Excerpted records —

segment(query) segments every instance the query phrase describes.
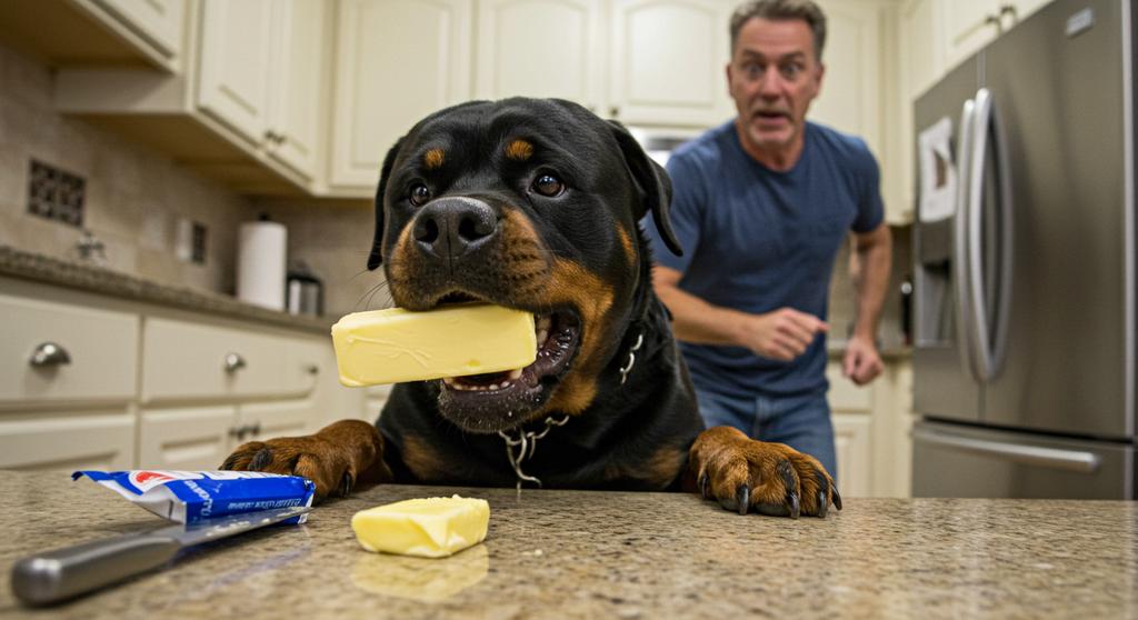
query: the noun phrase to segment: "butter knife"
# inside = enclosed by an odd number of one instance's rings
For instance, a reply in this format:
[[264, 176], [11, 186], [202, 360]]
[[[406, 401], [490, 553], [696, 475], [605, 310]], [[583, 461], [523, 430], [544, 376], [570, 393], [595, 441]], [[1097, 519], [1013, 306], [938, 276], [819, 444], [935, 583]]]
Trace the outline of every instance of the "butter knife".
[[13, 567], [11, 592], [28, 605], [57, 603], [159, 568], [183, 548], [278, 523], [311, 510], [311, 506], [290, 506], [231, 514], [40, 553]]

Challenge — Rewrite the entries above, replacing every "butter knife" with "bread knife" and keeping everything else the same. Leave the pictures out.

Exercise answer —
segment(query) segments every instance the query phrase describes.
query: the noun phrase to segment: "bread knife"
# inside = enclosed by an odd number of one instance's rings
For instance, a reply in this format:
[[264, 176], [11, 186], [202, 360]]
[[[406, 401], [490, 553], [696, 475], [605, 310]], [[583, 461], [523, 430], [544, 376], [570, 393], [595, 441]], [[1097, 519], [1013, 306], [938, 276], [819, 444], [935, 583]]]
Trace the outline of every instance of the "bread knife".
[[13, 567], [11, 592], [28, 605], [57, 603], [159, 568], [183, 548], [278, 523], [311, 510], [311, 506], [290, 506], [231, 514], [40, 553]]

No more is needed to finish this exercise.